## WRITTEN TASKS
1. According to the excerpt on the economics of trade, what determines the exchange rate between dollars and yuan?
2. List every effect that the forum participants described in the excerpt on the economics of trade assumed higher US production costs would have.
3. Reproduce the passage of the excerpt on the economics of trade starting with "David Friedman discusses" and going on through "with CC0 1.0 .".

## EXCERPT TO READ

David Friedman on the economics of trade

Filed under: China, Economics, USA — Tags: , , , , , , — Nicholas @ 04:00

David Friedman discusses how, for example, the US and China manage their trading relationship:

“United States Balance of Trade Deficit-pie chart” by Shirishag75 is marked with CC0 1.0 .

I recently read a thread about US/China trade on a forum occupied mostly by intelligent people. As best I could tell, all participants were taking it for granted that things that make it more expensive to produce in the US, such as regulations or minimum wage laws, make the US “less competitive”, increase the trade deficit, give the Chinese an advantage. Reading Project 2025, the Heritage Foundation’s battle plan for a future conservative president, I observed the same pattern, with only one exception.

It did not seem to have occurred to any of the forum posters that US costs are in dollars, Chinese costs in Yuan, and what determines the exchange rate between them is the cost of producing things. Discussing trade policy in terms of absolute advantage, pre-Ricardian economics, isn’t quite as bad as discussing the space program on the assumption that the Earth is at the center of the universe with sun, moon and planets embedded in a set of nested crystalline spheres surrounding it — Copernicus was about three centuries earlier than Ricardo — but it is close. It is a point that I made here about a year ago, but since the question came up in my most recent post and in a thread on my favorite forum, it is probably worth making again.

The Economics of Trade

It is easiest to start with the simple case of two countries and no capital flows. The only reason Americans want to buy yuan with dollars is to buy Chinese goods, the only reason Chinese want to sell yuan for dollars is to buy American goods. If Americans try to buy more yuan than Chinese want to sell, the price of yuan in dollars goes up, if Chinese want to sell more yuan than Americans want to buy, the price goes down, just as in other markets. The price of yuan in dollars, the exchange rate, ends up at the price at which supply equals demand, which means that Americans are importing the same dollar (and yuan) value of goods that they are exporting.

## DATA EXTRACT

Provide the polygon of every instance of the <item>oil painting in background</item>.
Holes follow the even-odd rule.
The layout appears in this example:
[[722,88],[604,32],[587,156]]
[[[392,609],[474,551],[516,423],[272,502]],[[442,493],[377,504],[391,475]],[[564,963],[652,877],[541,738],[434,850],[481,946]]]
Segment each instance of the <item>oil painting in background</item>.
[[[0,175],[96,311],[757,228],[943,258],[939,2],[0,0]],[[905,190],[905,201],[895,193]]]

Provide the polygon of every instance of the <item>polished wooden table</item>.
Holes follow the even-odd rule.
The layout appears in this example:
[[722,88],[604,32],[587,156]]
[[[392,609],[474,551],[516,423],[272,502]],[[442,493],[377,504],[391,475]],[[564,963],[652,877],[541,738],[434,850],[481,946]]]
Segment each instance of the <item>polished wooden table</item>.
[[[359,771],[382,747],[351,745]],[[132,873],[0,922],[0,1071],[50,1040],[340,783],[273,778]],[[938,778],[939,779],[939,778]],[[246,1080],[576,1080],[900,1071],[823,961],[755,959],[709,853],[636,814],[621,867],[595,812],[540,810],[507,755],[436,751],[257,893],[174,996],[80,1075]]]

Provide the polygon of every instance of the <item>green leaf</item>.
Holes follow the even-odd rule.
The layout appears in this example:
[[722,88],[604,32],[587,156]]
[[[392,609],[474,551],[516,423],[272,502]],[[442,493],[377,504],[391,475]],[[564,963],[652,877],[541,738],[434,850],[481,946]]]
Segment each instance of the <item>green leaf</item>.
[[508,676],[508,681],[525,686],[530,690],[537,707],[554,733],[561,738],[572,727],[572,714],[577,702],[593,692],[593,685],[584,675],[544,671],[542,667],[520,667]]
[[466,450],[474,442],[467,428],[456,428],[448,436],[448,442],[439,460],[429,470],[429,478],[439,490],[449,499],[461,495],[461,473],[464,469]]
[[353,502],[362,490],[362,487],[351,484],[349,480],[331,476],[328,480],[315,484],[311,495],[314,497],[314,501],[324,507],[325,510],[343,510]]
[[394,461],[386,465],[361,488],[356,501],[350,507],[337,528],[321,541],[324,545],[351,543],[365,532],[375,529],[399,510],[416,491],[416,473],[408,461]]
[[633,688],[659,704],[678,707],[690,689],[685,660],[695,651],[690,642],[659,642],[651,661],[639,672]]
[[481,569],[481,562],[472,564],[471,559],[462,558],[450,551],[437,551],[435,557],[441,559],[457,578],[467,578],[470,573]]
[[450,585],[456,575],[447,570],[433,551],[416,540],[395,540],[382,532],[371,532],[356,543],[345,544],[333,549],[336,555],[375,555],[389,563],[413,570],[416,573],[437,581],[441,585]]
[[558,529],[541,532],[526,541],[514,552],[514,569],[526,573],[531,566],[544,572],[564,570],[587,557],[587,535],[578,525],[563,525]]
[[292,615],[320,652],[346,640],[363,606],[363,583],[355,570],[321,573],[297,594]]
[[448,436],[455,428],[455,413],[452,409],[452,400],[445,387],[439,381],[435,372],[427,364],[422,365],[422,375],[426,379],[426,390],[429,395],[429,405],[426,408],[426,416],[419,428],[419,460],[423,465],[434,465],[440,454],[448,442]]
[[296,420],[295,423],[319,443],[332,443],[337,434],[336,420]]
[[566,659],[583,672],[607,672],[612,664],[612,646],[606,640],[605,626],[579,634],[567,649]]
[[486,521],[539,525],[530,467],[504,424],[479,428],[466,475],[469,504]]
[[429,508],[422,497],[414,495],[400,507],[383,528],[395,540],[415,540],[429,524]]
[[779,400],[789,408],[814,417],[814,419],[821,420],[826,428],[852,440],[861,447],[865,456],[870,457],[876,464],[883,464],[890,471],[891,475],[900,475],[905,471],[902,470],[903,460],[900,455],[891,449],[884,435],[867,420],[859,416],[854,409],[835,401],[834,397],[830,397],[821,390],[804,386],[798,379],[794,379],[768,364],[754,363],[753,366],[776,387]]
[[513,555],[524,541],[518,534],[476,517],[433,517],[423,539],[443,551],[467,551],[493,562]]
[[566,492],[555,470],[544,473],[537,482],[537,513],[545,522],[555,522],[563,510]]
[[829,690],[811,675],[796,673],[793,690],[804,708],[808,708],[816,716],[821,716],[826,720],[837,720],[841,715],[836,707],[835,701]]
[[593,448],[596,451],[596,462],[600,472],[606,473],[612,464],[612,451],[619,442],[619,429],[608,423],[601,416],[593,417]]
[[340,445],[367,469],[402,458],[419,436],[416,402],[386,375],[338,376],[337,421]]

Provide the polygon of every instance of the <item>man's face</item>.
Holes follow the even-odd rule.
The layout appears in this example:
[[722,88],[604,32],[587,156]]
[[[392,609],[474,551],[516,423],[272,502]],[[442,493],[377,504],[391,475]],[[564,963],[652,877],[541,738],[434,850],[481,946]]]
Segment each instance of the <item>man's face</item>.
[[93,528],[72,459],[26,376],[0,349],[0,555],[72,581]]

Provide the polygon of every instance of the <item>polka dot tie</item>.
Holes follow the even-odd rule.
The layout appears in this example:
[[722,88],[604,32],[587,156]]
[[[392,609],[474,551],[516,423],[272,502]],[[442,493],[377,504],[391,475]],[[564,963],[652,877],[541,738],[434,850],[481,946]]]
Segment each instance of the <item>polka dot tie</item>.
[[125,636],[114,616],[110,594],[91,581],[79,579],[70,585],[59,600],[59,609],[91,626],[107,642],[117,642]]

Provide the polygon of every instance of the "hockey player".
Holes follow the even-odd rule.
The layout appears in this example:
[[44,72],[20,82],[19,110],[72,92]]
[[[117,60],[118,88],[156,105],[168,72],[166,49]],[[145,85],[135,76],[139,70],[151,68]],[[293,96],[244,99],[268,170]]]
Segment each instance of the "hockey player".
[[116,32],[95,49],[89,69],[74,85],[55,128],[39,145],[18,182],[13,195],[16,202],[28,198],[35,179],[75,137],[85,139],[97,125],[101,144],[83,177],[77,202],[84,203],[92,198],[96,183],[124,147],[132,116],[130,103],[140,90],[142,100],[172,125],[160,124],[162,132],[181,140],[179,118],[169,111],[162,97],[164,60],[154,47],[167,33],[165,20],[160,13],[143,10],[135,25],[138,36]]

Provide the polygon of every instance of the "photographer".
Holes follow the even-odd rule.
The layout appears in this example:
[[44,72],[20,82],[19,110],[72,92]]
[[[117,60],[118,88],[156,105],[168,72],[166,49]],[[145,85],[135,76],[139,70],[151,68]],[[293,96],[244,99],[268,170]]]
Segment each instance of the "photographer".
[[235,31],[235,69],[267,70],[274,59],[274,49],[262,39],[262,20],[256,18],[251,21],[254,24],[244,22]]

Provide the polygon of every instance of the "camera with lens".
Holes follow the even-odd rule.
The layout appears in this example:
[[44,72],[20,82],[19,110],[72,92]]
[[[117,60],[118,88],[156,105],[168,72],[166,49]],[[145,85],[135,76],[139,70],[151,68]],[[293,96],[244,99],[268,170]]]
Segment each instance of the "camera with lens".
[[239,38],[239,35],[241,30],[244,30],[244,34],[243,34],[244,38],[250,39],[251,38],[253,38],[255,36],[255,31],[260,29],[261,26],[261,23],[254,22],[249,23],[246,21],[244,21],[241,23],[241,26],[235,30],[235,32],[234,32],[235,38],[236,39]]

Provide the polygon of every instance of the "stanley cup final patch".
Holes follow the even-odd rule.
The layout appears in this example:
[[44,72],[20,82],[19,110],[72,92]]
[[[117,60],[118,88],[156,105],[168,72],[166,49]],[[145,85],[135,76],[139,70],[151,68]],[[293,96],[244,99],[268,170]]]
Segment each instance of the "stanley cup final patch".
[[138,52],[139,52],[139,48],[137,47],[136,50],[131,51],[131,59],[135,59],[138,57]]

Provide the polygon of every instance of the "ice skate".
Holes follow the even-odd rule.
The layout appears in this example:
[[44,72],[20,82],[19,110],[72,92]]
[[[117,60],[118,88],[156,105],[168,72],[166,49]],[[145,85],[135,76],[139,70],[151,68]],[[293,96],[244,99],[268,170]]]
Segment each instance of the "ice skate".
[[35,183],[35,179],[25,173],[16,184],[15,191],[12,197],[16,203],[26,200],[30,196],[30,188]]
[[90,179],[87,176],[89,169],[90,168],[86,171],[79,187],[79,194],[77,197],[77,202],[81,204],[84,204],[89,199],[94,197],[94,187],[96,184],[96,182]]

## RESPONSE LIST
1. The cost of producing things.

2.
- Making the US "less competitive"
- Increasing the trade deficit
- Giving the Chinese an advantage

3.
David Friedman discusses how, for example, the US and China manage their trading relationship:

“United States Balance of Trade Deficit-pie chart” by Shirishag75 is marked with CC0 1.0 .